**Tasks**
(1) Using the Hooper family history, explain in one to three sentences why the author thinks Thomas Hooper's land sale may have been to kin.
(2) Decide whether each statement below agrees with the Hooper family history, answering yes or no and quoting the deciding words: (a) Absalom Hooper, Jr. was born in Haywood County, North Carolina. (b) The 1850 census was the first US census to list children's names. (c) Thomas Hooper kept his Fodder Creek land for about twenty years.
(3) Please answer these questions from the Hooper family history:
(a) Who was Absalom, Jr.'s older brother?
(b) How many females lived in Absalom's household in 1840?
(c) Who married Thomas Hooper and Cynthia Rogers?
***** Text section
Absalom Hooper, Jr. was born about 1800 to Absalom Hooper, Sr. and Sarah Sales Hooper in the Pendleton District of South Carolina, but that region was not to be their permanent home. They settled in Haywood County, North Carolina where Absalom, Jr. married Martha (called “Mattie”) Kelley.

It seems that Absalom, Jr.’s older brother, Andrew, born about 1792, led the migration of the Hooper siblings to the new and burgeoning Union County. The Fodder Creek section in what would become Towns County was the domicile of Absalom, Jr. and his family. In 1840, the census that does not give names except for the head-of-household, gave numbers in that household as one male (10 to 15), 1 male (20-30) and 1 male (40-50), Absalom himself. Females in the house numbered eight: one (under 5), three (5-10), one (10-15), two (15-20), one (40-50), Martha Kelley Hooper herself. They were reported as having one slave. With nine children at home at the time, and Absalom himself being both a farmer and a miller, the family no doubt needed the help their slave provided.

Piecing together what information we can find from the 1850 census (which was the first US census to list names of children as well as head-of-household), together with various family records, we can determine that Absalom, Jr. and Martha Kelley Hooper had eleven known children.

(1) The oldest of their children was named Thomas, possibly the 20-30-year old listed in the 1840 census. I found a marriage record for Thomas Hooper to Cynthia Rogers in the Union County marriage records. They were married February 1, 1849 by the Rev. John Corn (one of the more-noted Baptist ministers of this early period of Union County history). About six years before Towns was formed from Union, a land transaction took place in which Thomas Hooper purchased land on Fodder Creek on March 28, 1850 from William A. Brown. Thomas did not keep the land but eight years, for records show he sold it to Henry Picklesimer on January 29, 1858. I have not proven this, but because some of the female Hoopers married into Brown and Picklesimer families, Thomas’s land transaction may have been to kin. To date, I have not located names of children of Thomas and Cynthia Rogers Hooper.
**********
***** Data entries
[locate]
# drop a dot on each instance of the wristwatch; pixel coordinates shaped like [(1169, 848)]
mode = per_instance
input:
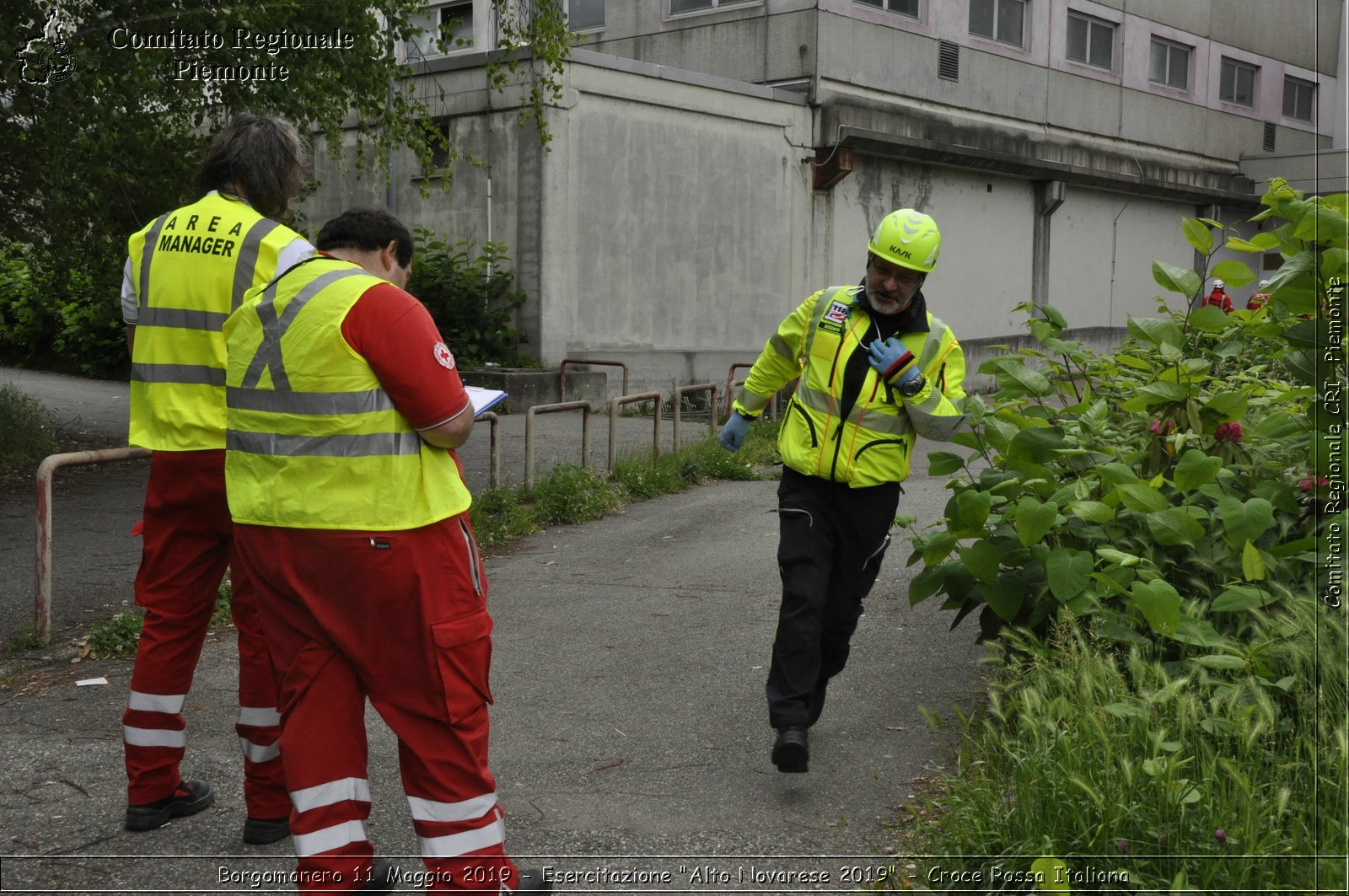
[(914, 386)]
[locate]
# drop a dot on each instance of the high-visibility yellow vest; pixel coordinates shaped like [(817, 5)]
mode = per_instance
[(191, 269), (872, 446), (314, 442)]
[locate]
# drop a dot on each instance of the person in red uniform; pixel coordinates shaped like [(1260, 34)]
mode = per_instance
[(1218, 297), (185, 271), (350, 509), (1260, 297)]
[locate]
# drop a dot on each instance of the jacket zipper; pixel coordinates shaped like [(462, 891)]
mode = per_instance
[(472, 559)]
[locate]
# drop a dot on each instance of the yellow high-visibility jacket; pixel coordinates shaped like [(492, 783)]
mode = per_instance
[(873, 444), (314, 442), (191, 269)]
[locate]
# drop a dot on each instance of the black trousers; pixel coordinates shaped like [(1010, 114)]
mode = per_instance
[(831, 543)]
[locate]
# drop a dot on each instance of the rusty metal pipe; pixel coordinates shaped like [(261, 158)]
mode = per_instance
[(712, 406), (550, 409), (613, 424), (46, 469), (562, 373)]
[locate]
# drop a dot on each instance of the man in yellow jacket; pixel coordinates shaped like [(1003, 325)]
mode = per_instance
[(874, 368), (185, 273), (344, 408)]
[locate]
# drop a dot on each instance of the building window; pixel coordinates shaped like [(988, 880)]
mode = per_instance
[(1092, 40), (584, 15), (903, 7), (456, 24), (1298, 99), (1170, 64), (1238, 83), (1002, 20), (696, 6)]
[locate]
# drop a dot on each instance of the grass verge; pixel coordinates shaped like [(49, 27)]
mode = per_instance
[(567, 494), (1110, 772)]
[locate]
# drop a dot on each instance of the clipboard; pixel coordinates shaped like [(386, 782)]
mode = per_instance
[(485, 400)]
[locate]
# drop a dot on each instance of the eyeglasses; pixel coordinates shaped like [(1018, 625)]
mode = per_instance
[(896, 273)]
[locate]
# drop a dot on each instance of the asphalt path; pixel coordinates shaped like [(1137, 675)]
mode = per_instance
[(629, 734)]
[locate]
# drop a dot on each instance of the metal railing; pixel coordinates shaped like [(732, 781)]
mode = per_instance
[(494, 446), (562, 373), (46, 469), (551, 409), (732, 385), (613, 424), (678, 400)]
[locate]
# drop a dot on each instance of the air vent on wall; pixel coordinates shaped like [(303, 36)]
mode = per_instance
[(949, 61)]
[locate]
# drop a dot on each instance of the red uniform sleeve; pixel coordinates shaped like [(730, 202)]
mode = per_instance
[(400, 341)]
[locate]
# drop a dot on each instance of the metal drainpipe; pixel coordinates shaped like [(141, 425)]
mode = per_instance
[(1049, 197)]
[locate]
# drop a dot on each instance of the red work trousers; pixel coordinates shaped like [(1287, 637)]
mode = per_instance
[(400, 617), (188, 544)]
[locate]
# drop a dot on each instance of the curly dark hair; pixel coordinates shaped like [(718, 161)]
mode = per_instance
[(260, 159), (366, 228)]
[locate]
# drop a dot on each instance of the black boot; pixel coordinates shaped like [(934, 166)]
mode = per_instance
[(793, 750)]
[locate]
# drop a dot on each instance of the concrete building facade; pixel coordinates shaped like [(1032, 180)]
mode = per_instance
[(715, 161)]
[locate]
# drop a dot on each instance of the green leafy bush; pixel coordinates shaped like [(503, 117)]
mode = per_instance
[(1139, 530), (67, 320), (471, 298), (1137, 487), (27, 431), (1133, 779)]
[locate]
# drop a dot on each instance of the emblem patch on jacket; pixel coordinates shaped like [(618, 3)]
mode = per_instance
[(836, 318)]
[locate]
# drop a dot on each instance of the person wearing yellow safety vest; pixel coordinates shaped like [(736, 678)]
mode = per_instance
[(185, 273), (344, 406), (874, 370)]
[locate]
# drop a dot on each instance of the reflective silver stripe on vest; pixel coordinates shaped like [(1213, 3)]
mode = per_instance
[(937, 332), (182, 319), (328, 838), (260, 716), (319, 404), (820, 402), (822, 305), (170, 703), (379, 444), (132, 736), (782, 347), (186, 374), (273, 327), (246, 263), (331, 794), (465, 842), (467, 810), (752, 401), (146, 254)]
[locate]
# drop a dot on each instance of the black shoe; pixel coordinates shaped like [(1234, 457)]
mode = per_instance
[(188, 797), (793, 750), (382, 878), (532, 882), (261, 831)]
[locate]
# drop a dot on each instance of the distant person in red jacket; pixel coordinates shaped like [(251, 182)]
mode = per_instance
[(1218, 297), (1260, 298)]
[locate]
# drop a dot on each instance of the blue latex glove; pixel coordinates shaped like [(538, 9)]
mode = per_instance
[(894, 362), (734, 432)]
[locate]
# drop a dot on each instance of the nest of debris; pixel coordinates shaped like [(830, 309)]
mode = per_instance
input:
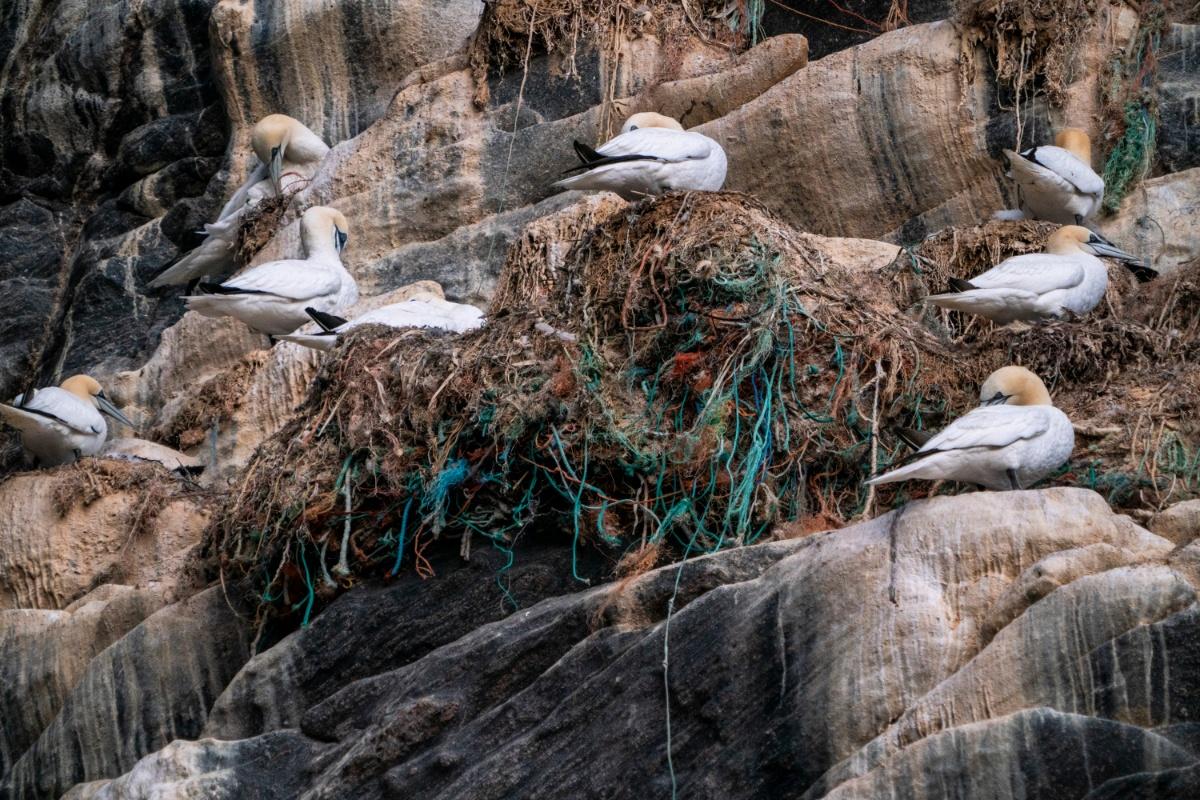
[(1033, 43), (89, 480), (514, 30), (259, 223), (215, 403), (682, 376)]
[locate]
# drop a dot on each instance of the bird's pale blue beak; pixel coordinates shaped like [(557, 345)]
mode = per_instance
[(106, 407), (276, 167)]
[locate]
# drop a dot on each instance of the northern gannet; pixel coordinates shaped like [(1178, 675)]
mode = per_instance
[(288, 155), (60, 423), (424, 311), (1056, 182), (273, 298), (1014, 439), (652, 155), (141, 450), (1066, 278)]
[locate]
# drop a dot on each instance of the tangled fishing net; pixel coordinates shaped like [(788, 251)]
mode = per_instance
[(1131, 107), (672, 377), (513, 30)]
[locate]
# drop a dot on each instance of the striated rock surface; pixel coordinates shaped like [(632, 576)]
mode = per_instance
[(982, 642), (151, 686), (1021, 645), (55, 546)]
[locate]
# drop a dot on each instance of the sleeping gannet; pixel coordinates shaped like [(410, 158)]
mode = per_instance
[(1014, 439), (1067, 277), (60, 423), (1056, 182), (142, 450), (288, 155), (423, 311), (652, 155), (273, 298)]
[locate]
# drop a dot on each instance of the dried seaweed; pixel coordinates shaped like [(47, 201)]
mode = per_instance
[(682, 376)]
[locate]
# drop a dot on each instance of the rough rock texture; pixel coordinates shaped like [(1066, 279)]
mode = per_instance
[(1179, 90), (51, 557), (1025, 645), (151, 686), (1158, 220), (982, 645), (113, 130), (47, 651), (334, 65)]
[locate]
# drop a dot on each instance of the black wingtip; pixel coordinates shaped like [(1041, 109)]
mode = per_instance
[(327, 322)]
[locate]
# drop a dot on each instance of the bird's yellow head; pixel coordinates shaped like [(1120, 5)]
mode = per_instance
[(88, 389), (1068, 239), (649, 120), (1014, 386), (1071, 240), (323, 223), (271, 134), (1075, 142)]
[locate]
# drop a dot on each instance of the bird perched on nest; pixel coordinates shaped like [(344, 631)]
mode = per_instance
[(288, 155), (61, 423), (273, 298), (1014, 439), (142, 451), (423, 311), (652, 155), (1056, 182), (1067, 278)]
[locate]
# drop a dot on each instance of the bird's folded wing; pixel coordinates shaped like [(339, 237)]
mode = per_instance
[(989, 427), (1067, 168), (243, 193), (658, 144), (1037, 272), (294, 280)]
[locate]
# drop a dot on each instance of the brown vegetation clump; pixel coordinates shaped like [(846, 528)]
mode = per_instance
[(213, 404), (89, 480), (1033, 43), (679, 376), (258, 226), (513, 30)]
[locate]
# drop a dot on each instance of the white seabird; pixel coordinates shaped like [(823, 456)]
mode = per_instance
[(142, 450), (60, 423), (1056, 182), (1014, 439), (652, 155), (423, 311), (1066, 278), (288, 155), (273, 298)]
**********
**Answers provided**
(1) Some of the female Hoopers married into the Brown and Picklesimer families. Thomas bought the Fodder Creek land from William A. Brown and later sold it to Henry Picklesimer, so the author suggests the transaction may have been with relatives, though this has not been proven.

(2)
(a) No: "born about 1800 to Absalom Hooper, Sr. and Sarah Sales Hooper in the Pendleton District of South Carolina"
(b) Yes: "which was the first US census to list names of children as well as head-of-household"
(c) No: "Thomas did not keep the land but eight years"

(3)
(a) Andrew
(b) Eight
(c) The Rev. John Corn